Som elke regel uit de rijen hieronder op waarin het woord "frame" voorkomt, en neem die regels ongewijzigd over.
#### FRAGMENTEN UIT GEGEVENS ####
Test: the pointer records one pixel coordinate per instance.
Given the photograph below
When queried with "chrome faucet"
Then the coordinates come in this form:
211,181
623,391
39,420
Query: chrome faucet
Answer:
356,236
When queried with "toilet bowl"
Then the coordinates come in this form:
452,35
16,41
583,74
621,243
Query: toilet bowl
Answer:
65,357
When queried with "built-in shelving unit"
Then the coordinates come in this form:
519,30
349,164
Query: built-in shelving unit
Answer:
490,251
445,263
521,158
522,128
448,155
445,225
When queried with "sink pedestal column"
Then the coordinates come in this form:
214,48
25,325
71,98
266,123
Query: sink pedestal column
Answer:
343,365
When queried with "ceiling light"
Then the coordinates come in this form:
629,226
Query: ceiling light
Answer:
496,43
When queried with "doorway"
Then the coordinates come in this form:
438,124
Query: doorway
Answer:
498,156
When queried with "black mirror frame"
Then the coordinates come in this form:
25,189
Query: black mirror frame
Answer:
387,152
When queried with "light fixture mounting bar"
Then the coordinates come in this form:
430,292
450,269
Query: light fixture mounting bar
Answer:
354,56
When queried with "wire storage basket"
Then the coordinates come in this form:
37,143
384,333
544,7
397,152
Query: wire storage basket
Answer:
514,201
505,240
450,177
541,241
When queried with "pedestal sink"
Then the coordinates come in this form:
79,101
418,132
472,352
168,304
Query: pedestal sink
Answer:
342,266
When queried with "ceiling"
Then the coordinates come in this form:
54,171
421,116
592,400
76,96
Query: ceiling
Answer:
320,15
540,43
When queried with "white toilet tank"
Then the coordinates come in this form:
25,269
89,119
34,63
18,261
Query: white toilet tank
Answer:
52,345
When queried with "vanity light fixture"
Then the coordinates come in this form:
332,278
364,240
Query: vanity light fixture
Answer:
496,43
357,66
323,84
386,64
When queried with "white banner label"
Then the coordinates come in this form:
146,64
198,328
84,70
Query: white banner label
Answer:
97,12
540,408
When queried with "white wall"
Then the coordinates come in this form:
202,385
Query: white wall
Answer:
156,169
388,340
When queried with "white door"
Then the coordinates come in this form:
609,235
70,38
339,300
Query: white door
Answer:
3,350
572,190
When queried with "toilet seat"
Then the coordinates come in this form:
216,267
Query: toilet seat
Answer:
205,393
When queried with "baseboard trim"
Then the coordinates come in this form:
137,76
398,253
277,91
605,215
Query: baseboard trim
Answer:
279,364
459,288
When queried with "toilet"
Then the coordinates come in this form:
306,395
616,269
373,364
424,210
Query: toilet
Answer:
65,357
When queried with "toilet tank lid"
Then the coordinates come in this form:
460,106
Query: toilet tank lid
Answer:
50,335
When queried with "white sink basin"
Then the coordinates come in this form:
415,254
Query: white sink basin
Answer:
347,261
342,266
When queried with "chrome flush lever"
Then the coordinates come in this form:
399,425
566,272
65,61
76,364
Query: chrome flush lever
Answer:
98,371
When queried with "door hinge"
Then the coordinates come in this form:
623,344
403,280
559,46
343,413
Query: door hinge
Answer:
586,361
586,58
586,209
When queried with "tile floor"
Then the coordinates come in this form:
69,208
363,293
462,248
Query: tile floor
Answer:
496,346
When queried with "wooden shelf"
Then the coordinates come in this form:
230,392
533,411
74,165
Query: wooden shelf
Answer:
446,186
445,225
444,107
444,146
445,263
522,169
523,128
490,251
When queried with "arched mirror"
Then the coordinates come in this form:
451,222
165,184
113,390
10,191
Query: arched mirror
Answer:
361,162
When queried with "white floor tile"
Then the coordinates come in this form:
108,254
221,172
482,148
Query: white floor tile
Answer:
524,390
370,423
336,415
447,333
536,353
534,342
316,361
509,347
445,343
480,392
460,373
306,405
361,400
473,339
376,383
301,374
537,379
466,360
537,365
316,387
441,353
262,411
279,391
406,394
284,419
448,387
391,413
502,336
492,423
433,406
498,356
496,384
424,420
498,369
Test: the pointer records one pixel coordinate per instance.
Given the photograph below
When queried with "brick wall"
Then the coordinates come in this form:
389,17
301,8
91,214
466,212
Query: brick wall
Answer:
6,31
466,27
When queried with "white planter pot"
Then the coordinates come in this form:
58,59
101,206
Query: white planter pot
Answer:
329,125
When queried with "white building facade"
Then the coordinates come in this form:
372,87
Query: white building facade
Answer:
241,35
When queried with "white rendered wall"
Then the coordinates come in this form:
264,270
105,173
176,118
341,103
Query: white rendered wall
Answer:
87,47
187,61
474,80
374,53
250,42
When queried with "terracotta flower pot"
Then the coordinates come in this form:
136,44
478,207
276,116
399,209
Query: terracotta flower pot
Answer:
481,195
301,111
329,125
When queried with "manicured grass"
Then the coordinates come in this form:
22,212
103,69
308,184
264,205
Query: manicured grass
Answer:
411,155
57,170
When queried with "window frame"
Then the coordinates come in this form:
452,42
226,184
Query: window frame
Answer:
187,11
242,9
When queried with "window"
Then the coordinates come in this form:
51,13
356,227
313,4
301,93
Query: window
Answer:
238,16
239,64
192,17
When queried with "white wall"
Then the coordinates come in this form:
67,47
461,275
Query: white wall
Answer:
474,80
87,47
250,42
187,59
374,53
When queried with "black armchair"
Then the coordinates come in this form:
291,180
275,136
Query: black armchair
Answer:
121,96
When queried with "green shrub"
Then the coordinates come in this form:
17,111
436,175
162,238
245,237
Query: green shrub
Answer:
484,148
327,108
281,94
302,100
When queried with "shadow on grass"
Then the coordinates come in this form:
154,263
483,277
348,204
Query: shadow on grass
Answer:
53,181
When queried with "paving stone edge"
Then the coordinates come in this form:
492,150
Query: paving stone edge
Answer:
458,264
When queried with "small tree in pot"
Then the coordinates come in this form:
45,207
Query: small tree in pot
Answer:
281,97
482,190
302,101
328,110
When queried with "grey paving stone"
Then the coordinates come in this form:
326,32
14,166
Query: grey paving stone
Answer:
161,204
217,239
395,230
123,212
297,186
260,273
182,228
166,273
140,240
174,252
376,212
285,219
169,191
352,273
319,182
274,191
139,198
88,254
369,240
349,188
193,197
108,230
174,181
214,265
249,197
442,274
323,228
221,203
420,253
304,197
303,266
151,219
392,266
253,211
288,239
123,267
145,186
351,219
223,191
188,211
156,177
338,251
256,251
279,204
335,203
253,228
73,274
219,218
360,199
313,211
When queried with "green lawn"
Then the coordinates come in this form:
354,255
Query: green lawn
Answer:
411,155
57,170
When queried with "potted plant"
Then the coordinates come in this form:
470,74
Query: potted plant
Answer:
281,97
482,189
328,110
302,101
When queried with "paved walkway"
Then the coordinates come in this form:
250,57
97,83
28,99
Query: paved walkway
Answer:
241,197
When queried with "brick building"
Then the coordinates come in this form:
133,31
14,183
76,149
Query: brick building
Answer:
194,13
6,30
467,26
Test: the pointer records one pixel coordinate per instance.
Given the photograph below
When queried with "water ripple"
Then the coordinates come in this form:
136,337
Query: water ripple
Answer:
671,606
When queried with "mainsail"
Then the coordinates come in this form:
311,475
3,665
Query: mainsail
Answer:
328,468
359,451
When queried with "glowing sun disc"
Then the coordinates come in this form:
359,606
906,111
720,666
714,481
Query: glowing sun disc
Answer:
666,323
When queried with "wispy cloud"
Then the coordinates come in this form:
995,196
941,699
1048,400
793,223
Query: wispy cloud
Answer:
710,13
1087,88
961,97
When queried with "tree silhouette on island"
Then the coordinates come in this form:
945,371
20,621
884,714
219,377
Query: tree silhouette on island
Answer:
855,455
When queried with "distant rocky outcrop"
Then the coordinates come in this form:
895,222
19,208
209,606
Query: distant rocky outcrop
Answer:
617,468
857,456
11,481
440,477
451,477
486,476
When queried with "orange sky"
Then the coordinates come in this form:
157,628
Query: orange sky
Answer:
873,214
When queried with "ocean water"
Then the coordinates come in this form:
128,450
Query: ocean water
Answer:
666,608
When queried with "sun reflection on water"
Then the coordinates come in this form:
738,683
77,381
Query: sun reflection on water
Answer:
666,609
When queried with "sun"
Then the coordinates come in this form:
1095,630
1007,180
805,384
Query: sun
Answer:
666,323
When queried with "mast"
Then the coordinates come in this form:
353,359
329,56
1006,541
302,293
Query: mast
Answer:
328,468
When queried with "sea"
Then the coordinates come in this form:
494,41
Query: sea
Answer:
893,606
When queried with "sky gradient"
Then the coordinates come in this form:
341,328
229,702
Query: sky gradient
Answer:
####
ANTWOORD HIERONDER:
When queried with "black mirror frame"
Query: black mirror frame
When queried with "window frame"
Query: window frame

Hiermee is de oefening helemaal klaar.